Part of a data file
- - - - - - -

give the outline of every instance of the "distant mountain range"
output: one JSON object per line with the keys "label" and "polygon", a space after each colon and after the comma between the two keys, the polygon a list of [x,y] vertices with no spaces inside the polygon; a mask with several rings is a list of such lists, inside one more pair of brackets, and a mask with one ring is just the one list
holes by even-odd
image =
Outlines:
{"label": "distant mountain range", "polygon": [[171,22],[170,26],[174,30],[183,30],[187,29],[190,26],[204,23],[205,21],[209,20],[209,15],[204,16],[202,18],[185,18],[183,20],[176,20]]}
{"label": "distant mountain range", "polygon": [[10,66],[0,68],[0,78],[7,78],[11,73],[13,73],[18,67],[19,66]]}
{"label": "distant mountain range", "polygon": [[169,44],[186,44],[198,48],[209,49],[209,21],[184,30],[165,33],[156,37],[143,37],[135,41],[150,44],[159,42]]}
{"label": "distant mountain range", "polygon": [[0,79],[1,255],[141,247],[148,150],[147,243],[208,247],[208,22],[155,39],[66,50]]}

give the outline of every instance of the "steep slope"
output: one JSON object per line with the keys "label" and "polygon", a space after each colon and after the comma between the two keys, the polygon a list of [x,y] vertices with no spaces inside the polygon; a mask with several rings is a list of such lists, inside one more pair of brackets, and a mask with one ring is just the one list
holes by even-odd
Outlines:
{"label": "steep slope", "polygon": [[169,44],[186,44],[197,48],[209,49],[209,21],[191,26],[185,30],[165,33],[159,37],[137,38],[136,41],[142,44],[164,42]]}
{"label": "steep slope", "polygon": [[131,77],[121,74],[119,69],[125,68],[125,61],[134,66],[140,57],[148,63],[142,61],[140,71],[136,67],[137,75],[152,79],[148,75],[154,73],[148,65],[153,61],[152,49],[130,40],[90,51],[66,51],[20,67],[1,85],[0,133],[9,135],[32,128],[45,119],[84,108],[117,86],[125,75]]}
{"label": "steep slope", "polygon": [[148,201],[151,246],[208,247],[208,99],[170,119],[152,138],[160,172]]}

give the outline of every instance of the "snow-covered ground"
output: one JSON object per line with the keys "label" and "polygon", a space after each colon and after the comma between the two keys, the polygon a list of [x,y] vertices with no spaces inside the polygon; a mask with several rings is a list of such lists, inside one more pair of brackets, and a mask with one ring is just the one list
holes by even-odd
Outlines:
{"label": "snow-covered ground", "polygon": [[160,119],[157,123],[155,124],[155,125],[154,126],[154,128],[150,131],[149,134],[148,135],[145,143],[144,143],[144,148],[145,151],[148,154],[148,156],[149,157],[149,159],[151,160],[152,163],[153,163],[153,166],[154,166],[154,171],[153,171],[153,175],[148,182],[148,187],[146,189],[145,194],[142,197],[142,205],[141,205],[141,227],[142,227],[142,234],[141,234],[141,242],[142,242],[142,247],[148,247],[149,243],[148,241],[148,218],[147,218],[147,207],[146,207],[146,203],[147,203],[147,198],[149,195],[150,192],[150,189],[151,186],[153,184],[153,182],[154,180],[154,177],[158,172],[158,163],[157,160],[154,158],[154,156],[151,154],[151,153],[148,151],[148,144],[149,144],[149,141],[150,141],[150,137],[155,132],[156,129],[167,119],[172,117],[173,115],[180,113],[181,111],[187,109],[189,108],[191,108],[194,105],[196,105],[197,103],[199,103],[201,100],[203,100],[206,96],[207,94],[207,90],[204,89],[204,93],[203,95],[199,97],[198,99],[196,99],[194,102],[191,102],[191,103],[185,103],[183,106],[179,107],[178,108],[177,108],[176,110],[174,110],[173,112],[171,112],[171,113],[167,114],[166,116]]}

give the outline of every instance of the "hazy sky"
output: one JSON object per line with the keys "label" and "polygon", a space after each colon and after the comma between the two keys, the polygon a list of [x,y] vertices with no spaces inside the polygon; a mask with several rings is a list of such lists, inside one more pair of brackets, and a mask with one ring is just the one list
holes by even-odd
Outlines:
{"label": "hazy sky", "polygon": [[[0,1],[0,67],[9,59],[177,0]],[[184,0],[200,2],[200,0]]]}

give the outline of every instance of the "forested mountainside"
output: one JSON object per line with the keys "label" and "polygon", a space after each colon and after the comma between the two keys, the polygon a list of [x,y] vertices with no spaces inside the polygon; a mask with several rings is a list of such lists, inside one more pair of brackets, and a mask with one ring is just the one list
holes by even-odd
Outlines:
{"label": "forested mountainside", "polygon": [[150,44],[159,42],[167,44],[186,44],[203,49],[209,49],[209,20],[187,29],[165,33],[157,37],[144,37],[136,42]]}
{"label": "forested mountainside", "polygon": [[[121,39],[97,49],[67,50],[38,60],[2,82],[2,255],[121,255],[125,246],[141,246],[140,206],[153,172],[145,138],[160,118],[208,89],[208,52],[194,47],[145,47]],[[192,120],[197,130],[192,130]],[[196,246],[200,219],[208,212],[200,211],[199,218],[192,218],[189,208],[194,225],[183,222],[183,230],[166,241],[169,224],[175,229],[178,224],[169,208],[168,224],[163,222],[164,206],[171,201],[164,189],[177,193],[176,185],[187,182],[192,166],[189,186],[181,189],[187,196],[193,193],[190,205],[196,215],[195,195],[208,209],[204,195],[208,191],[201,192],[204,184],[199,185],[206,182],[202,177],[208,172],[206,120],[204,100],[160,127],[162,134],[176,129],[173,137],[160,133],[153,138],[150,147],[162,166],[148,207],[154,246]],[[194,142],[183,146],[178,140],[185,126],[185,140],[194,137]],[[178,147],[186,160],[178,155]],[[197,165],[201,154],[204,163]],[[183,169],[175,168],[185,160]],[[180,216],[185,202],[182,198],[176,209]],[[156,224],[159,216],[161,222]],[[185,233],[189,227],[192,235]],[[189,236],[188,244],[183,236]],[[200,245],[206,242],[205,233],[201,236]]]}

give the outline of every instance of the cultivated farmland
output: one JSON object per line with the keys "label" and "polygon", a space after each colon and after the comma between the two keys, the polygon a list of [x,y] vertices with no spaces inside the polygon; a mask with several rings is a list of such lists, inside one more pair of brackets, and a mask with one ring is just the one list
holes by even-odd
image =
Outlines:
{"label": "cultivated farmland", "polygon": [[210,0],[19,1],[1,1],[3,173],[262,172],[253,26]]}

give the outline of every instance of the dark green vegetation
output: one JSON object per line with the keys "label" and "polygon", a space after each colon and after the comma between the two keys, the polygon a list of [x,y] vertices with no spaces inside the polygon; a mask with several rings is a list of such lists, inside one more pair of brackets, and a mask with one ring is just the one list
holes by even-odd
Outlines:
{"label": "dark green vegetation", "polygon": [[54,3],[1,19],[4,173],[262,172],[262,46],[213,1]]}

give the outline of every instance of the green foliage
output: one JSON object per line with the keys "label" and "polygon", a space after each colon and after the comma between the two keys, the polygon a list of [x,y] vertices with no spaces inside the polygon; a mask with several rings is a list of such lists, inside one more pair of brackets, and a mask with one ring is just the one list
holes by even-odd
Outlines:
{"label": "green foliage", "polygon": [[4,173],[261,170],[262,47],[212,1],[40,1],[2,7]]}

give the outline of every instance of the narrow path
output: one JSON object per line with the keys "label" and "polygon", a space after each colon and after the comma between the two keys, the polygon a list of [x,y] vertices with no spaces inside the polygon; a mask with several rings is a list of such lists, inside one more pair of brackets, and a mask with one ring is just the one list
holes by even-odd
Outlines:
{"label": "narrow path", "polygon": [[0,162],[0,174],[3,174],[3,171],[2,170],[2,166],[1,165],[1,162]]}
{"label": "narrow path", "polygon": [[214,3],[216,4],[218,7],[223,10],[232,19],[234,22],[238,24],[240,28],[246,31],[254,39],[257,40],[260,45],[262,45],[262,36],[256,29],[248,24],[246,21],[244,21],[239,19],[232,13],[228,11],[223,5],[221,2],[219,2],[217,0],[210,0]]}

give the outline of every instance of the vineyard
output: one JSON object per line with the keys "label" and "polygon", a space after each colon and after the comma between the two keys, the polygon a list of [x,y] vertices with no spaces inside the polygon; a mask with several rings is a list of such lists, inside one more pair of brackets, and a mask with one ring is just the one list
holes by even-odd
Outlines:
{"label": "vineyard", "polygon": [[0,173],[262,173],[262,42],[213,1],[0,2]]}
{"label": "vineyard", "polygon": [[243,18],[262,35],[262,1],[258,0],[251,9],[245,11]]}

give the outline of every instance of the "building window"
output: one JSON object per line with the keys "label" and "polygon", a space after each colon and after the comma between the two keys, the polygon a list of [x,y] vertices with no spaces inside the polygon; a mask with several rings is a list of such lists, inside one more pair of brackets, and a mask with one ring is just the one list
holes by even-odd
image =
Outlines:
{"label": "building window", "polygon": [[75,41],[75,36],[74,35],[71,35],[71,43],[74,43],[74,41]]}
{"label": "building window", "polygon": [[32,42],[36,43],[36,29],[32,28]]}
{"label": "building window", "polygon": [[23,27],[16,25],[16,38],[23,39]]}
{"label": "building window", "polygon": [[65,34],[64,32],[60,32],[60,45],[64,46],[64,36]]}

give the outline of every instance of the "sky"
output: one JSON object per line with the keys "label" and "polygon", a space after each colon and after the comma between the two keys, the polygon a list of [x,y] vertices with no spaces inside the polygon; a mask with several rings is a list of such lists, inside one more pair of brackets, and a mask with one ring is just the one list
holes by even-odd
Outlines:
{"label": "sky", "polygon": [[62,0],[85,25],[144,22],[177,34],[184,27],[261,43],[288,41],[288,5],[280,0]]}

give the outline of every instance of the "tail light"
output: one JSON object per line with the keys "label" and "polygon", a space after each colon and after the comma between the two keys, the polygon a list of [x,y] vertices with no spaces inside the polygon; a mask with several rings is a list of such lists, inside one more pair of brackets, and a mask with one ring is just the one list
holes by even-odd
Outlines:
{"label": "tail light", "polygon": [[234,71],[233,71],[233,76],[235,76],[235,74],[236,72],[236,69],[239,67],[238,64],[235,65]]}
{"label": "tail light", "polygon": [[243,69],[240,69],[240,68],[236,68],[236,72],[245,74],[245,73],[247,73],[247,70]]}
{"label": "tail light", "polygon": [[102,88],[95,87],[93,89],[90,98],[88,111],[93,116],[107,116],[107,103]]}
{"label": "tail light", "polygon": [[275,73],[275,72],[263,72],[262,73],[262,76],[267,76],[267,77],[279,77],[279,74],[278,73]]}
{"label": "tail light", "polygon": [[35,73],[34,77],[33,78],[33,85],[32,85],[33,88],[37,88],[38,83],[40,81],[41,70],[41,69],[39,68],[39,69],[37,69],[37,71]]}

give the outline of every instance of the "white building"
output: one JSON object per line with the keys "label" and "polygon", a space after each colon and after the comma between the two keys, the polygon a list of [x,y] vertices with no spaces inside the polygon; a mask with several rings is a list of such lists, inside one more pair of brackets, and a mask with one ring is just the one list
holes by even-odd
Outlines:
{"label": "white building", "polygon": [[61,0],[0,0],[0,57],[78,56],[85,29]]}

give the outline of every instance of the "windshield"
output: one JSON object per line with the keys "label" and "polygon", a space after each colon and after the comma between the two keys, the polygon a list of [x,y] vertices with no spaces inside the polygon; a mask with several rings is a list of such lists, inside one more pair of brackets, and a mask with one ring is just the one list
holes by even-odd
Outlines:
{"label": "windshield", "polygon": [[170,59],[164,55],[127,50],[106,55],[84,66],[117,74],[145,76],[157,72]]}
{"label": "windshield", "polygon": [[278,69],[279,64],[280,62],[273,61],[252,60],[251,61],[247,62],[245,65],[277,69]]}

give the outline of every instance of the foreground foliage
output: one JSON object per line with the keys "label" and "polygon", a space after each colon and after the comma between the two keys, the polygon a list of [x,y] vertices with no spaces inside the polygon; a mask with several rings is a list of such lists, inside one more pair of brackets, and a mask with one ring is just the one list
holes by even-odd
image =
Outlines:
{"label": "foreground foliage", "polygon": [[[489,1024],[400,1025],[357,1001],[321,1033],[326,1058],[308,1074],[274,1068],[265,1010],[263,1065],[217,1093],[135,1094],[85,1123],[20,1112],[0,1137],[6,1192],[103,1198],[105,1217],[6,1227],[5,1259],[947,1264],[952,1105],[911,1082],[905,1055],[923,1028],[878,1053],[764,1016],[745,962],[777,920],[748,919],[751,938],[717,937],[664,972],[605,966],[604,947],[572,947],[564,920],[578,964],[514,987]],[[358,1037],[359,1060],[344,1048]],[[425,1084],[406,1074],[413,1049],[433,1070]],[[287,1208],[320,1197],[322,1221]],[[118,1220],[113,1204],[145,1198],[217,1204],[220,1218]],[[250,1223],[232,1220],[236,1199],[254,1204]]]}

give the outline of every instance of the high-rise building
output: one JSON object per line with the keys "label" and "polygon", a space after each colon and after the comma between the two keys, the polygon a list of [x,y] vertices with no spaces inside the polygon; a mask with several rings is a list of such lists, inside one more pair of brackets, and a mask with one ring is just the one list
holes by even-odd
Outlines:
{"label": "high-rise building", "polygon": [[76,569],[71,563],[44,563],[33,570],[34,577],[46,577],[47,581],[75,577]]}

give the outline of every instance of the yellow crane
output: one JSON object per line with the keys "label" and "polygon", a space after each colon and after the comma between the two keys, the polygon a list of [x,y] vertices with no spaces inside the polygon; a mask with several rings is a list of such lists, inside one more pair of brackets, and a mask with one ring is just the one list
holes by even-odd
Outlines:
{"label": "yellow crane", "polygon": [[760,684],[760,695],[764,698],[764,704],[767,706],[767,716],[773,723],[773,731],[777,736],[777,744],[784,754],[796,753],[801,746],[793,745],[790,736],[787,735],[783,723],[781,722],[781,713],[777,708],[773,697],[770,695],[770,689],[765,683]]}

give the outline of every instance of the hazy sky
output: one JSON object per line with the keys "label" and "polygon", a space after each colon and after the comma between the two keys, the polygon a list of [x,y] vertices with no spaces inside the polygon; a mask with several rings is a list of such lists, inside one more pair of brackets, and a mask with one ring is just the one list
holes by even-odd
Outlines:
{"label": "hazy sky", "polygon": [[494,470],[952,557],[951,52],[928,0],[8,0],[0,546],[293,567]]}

- - - - - - -

What the exercise asks
Reproduce only the lines between the line containing "give the outline of every instance of the yellow" and the last line of the records, those two lines included, exactly.

Result for this exercise
give the outline of every instance of the yellow crane
output: one JSON object per line with the keys "label" and "polygon", a space after each colon and after the comma between the two keys, the polygon a list of [x,y] vertices with no spaces inside the polygon; a mask with several rings is a list of such lists, inside one more pair of brackets, and a mask with one ring is just the one list
holes by even-odd
Outlines:
{"label": "yellow crane", "polygon": [[760,684],[760,695],[764,698],[764,704],[767,706],[767,716],[773,723],[773,731],[777,736],[777,744],[784,754],[796,753],[801,746],[793,745],[790,736],[787,735],[783,723],[781,722],[781,713],[777,708],[773,697],[770,695],[770,689],[765,683]]}

give the outline of every instance of the hazy sky
output: one JSON object per line with the keys "label" and "polygon", a space after each colon and after the comma between the two keys, the polygon a list of [x,y] vertices with no spaces inside the polygon; a mask with several rings is a list of such lists, inside one more pair of brackets, and a mask with one ring is just the one list
holes by even-odd
Outlines:
{"label": "hazy sky", "polygon": [[494,470],[952,557],[951,52],[928,0],[8,0],[0,546],[293,567]]}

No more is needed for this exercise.